Job 1:
Copy out the records word for word, from their first line through the line that contains "x=125 y=216".

--------------------

Paleoindian Period: 12,000-10,000 BC
The Paleoindian Period refers to a time approximately 12,000 years ago at the end of the last ice age when humans first appeared in the archeological record in North America. One of the original groups to enter what is now Canada and the United States was the Clovis culture. They encountered and hunted many species of large, now extinct mammals. They felled these "megafauna" (named such due to the large size compared to modern beasts) with spears tipped with stone points. These animals included the mastadon, mammoth, horse, tapir, ground sloth, great bison, giant beaver, giant tortoise, American lion, short-faced bear, and saber-toothed tiger. Many fossilized remains of these now extinct creatures have been found in Arkansas. Early Paleoindian stone tools have been found with the bones of many extinct mammals in many states, but not yet in Arkansas. Archaeologists divide the Paleoindian period into three subperiods: early, middle, and late. The subperiods are well represented in Arkansas on the basis of stone tools found on the surface of farm fields and on river gravel bars. The early part of the period is identified with the fluted spear point, while the middle and late portions are represented by a succession of fluted and non-fluted spear points. In Arkansas, the paleoindian period ended about 10,500 years ago (?8500 BC) as the culture evolved into what archaeologists term the Dalton culture.

--------------------

Job 2:
According to the passage on the Paleoindian period, what culture did the Paleoindian culture in Arkansas evolve into?

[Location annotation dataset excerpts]
--------------------

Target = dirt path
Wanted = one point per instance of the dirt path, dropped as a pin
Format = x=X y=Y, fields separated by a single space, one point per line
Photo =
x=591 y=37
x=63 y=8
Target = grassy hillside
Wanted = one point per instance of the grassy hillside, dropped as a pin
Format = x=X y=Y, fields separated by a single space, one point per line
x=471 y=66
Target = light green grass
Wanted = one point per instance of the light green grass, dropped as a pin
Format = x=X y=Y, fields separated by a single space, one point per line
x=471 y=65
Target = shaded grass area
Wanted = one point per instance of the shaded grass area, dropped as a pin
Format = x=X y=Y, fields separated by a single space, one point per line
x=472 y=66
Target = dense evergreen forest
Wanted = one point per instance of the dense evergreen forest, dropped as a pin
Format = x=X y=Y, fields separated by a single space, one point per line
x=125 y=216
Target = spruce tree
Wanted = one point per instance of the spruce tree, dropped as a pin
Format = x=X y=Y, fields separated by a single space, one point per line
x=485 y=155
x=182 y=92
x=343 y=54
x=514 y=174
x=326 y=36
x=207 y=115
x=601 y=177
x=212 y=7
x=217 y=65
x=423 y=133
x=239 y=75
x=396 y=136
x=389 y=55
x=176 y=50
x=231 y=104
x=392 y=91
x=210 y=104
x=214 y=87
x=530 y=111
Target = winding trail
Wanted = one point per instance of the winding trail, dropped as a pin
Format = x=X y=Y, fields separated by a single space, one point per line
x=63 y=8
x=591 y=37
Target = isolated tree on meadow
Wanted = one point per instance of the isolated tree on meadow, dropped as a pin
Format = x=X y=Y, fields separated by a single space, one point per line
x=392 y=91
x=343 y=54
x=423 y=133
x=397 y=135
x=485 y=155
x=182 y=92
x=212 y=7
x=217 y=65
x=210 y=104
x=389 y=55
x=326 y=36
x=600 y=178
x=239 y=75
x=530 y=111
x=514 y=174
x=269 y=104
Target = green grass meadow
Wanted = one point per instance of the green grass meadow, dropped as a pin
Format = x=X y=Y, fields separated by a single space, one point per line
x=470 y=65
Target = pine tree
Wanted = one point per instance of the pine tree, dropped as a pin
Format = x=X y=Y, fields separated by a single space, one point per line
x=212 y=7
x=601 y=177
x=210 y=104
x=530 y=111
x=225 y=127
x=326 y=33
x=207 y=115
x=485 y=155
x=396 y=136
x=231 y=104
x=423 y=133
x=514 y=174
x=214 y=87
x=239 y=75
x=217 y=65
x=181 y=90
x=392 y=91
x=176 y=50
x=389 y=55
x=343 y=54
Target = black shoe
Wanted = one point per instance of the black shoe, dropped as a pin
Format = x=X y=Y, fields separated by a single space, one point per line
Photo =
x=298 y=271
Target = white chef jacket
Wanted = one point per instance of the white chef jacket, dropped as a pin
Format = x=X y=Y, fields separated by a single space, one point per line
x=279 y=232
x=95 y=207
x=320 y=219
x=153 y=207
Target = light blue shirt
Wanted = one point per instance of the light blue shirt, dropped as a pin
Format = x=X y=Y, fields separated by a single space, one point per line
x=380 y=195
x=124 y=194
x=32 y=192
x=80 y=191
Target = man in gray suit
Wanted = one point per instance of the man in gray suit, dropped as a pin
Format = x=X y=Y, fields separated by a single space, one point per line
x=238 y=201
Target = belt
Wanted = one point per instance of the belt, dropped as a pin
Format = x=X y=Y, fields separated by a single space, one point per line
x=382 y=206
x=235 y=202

--------------------

Worked solution 1:
Target = dirt path
Wanted = one point per instance of the dirt path, dropped as a pin
Format = x=X y=Y, fields separated by a single space, one point per line
Photo =
x=591 y=37
x=63 y=8
Target = grassy hillside
Wanted = one point per instance of the grassy hillside, dropped as a pin
Format = x=X y=Y, fields separated by a single space, one point per line
x=471 y=66
Target = light green grass
Wanted = one point per instance of the light green grass, dropped as a pin
Format = x=X y=Y, fields separated by a single space, one point per line
x=471 y=65
Target = shaded grass area
Wanted = one point per instance of the shaded grass area, dropped as a pin
Format = x=X y=Y, fields separated by a single space, one point per line
x=472 y=66
Target = dense evergreen forest
Wanted = one point per instance of the dense evergreen forest, dropped as a pin
Format = x=X y=Y, fields separated by a single space, one point per line
x=125 y=216

Worked solution 2:
The Dalton culture.